Task objective -
According to the cryo-EM project summary below, what currently limits the potential of 2D template matching?

Text passage -
Segment Open

PROJECT SUMMARY Cryogenic electron microscopy can generate atomic resolution views of cells and is therefore a promising technology to study the molecular mechanisms underlying key cellular processes in cells. However, cryo-EM images cannot be interpreted directly to atomic resolution because cryo-EM imaging introduces radiation damage to biological macromolecules. Current strategies to address radiation damage require combining multiple copies to generate a single 3D reconstruction representing an average of the individual molecules. This not suitable for cellular imaging because only a select few macromolecules are present in sufficiently high numbers to generate an interpretable average. As a postdoc I contributed to the development of an alternate, single molecule strategy to characterize the structure, interactions, and organization of macromolecular complexes in cryo-EM images called 2D template matching (2DTM). Since 2DTM does not require averaging, it has the potential to simultaneously visualize all cellular complexes individually, presenting a potentially revolutionary new understanding of cellular function in health and disease. However, the potential of 2DTM is currently limited by the difficulty to localize smaller complexes. With support from the NIH New Innovators Program, I will pursue new strategies to extend 2DTM to detect and characterize smaller structures. New technologies, particularly new imaging technologies, open new avenues of research because they allow us to ask questions and see things that were never previously possible. Opening the cell to visualization at the resolution of individual macromolecules will undoubtably reveal new, previously unanticipated biology.

PROEJCT NARRATIVE Cells are the fundamental unit of life. All cellular functions ultimately result from the structure, interactions, and organization of their component macromolecules. I will develop new methods using cryo-EM to visualize macromolecular structure within cells. This will provide previously inaccessible insight into the molecular mechanisms of cellular processes in health and disease.

Segment Closed

Source information -
Segment Open

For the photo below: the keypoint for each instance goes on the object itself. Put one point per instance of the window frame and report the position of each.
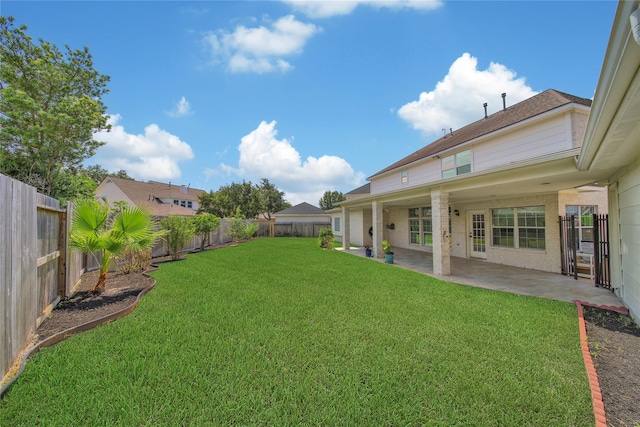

Segment Closed
Segment Open

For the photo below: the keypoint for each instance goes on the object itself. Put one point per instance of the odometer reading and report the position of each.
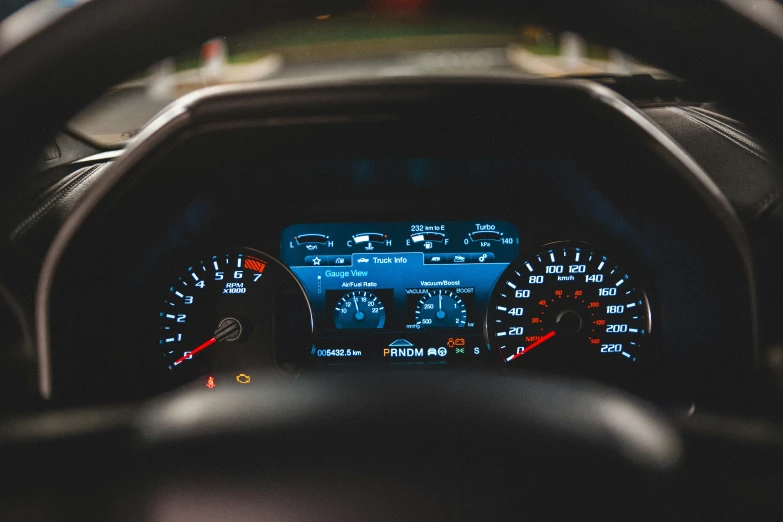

Segment Closed

Task response -
The difficulty of localizing smaller complexes.